### The task
Copy out the records below with "pixel location" switched to "pixel coordinates" at every occurrence, keeping everything else the same.

### Record excerpts
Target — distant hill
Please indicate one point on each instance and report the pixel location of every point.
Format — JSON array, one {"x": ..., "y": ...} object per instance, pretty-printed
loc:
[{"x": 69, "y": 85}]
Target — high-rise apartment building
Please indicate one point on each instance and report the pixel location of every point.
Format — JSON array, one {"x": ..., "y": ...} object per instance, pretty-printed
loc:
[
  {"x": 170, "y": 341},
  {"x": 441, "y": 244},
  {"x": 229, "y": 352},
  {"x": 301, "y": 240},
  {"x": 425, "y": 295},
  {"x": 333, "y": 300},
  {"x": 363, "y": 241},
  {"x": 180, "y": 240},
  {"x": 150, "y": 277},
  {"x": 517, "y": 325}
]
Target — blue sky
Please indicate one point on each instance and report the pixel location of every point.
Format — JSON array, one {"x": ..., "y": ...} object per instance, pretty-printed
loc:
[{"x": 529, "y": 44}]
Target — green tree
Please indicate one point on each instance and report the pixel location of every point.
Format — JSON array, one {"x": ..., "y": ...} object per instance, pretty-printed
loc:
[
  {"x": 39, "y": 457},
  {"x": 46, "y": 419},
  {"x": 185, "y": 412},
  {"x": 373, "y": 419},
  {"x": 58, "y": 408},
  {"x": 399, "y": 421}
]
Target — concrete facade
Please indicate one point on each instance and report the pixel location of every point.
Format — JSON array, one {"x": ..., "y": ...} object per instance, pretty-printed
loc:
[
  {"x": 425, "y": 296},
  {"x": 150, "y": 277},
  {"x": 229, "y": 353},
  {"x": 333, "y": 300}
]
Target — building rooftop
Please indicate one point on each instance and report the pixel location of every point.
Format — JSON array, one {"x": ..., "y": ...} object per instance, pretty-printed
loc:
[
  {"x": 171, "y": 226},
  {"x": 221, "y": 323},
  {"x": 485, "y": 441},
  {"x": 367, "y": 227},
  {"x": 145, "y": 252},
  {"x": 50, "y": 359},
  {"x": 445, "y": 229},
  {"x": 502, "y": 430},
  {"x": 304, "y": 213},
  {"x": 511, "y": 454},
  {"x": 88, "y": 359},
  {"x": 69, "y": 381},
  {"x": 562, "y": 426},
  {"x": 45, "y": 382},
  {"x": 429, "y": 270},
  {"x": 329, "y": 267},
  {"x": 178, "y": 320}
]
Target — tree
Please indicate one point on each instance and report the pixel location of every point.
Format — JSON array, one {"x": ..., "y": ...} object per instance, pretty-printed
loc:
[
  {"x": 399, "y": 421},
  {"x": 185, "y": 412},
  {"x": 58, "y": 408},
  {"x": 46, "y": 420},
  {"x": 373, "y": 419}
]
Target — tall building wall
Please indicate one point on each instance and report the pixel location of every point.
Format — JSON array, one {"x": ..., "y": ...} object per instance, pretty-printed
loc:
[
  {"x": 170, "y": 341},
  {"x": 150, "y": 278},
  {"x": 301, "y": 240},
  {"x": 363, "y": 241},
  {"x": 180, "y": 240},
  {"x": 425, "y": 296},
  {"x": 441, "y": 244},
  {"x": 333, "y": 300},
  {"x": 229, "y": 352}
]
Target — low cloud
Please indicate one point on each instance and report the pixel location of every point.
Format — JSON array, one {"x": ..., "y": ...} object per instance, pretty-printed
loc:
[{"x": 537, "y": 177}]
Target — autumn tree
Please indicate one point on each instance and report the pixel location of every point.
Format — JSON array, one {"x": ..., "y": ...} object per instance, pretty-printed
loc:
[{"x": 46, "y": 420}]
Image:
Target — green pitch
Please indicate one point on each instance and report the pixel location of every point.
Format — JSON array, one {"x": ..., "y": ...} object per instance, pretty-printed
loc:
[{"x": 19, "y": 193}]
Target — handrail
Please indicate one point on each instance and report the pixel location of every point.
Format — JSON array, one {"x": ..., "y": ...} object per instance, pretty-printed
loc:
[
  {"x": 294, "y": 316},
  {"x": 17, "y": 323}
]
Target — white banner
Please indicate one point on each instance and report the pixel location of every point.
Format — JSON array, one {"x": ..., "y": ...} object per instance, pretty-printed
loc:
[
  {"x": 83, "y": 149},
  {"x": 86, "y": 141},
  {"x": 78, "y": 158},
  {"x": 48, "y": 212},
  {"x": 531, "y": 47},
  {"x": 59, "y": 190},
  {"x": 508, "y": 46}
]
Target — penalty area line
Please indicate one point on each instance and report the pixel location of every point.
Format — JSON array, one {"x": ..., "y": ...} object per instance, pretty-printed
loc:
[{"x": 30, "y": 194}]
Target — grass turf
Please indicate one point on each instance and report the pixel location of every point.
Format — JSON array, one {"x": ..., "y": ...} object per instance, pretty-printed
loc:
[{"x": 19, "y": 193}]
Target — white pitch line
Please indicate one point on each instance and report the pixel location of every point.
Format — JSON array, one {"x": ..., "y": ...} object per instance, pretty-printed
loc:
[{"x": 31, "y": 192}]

### Expected answer
Target — distant hill
Please indicate one point on each instance and report the pixel coordinates of every point.
Format — JSON array, one {"x": ..., "y": ...} object per instance, pretty-printed
loc:
[{"x": 69, "y": 85}]
Target — high-rise apartment building
Please indicate one point on each instance and report the pixel coordinates of every point.
Format — JSON array, one {"x": ..., "y": ...} object per instance, pretty-printed
loc:
[
  {"x": 170, "y": 341},
  {"x": 441, "y": 244},
  {"x": 229, "y": 352},
  {"x": 301, "y": 240},
  {"x": 425, "y": 295},
  {"x": 333, "y": 300},
  {"x": 363, "y": 241},
  {"x": 180, "y": 240},
  {"x": 150, "y": 277},
  {"x": 517, "y": 325}
]
Target — blue sky
Please indicate one point on each instance and report the pixel coordinates of every point.
Format — JSON array, one {"x": ..., "y": ...} object per instance, pretty-printed
loc:
[{"x": 529, "y": 44}]
Target — green tree
Please indicate one point on each instance and report the pixel coordinates of every point.
Format — JSON array, one {"x": ..., "y": ...} object per instance, pretty-printed
loc:
[
  {"x": 39, "y": 457},
  {"x": 46, "y": 419},
  {"x": 185, "y": 412},
  {"x": 373, "y": 419},
  {"x": 58, "y": 408},
  {"x": 399, "y": 421}
]
Target — concrete facade
Please indicate one point on each instance and report the pixel coordinates of every point.
Format — JSON array, one {"x": ..., "y": ...} object per instance, pretty-printed
loc:
[
  {"x": 425, "y": 296},
  {"x": 150, "y": 277},
  {"x": 229, "y": 353},
  {"x": 333, "y": 300}
]
Target — building rooftop
Please indicate one point on each instance and report the pixel coordinates of every point.
Format — JSON array, one {"x": ..., "y": ...} object per instance, pretty-printed
loc:
[
  {"x": 171, "y": 226},
  {"x": 221, "y": 323},
  {"x": 485, "y": 441},
  {"x": 367, "y": 227},
  {"x": 145, "y": 252},
  {"x": 50, "y": 359},
  {"x": 445, "y": 229},
  {"x": 502, "y": 430},
  {"x": 304, "y": 213},
  {"x": 511, "y": 454},
  {"x": 88, "y": 359},
  {"x": 69, "y": 381},
  {"x": 562, "y": 426},
  {"x": 45, "y": 382},
  {"x": 429, "y": 270},
  {"x": 329, "y": 267},
  {"x": 178, "y": 320}
]
Target — tree
Please indicate one point on each instance and report the pixel coordinates of every point.
Format — JSON array, one {"x": ..., "y": ...} object per instance, pretty-printed
loc:
[
  {"x": 399, "y": 421},
  {"x": 185, "y": 412},
  {"x": 58, "y": 408},
  {"x": 46, "y": 420},
  {"x": 373, "y": 419}
]
Target — tall building wall
Please indicate one point on each instance and report the pixel coordinates of every point.
Format — JSON array, one {"x": ..., "y": ...} object per instance, pretty-printed
loc:
[
  {"x": 170, "y": 341},
  {"x": 150, "y": 278},
  {"x": 301, "y": 240},
  {"x": 363, "y": 241},
  {"x": 180, "y": 240},
  {"x": 425, "y": 296},
  {"x": 441, "y": 244},
  {"x": 333, "y": 300},
  {"x": 229, "y": 352}
]
Target — low cloud
Please indicate one point on each instance and report the pixel coordinates of every point.
Format — JSON array, one {"x": ..., "y": ...} object per instance, pretty-printed
loc:
[{"x": 537, "y": 177}]
Target — autumn tree
Please indicate one point on each instance and report the pixel coordinates of every point.
Format — JSON array, one {"x": ..., "y": ...} object per instance, pretty-printed
loc:
[{"x": 46, "y": 420}]
Image:
Target — green pitch
Please indicate one point on each instance and report the pixel coordinates of every point.
Format — JSON array, one {"x": ..., "y": ...} object per instance, pretty-printed
loc:
[{"x": 19, "y": 193}]
Target — handrail
Please indicate one point on each instance and report the pixel coordinates of every point.
Format — JSON array, one {"x": ..., "y": ...} object per instance, pretty-printed
loc:
[
  {"x": 294, "y": 316},
  {"x": 17, "y": 323}
]
Target — white banner
Please indicate one point on each instance and report the pixel coordinates of every point.
Format — JSON array, one {"x": ..., "y": ...} object per instance, pretty-printed
loc:
[
  {"x": 83, "y": 149},
  {"x": 86, "y": 141},
  {"x": 78, "y": 158},
  {"x": 48, "y": 212},
  {"x": 531, "y": 47},
  {"x": 59, "y": 190},
  {"x": 508, "y": 46}
]
Target — penalty area line
Please indicate one point on each instance and report the pixel coordinates of every point.
Format — JSON array, one {"x": ..., "y": ...} object per instance, pretty-printed
loc:
[{"x": 30, "y": 194}]
Target — grass turf
Please indicate one point on each instance and report the pixel coordinates of every point.
Format — JSON array, one {"x": ..., "y": ...} object per instance, pretty-printed
loc:
[{"x": 19, "y": 193}]
Target — white pitch line
Please indicate one point on each instance and report the pixel coordinates of every point.
Format — JSON array, one {"x": ..., "y": ...} object per instance, pretty-printed
loc:
[{"x": 31, "y": 192}]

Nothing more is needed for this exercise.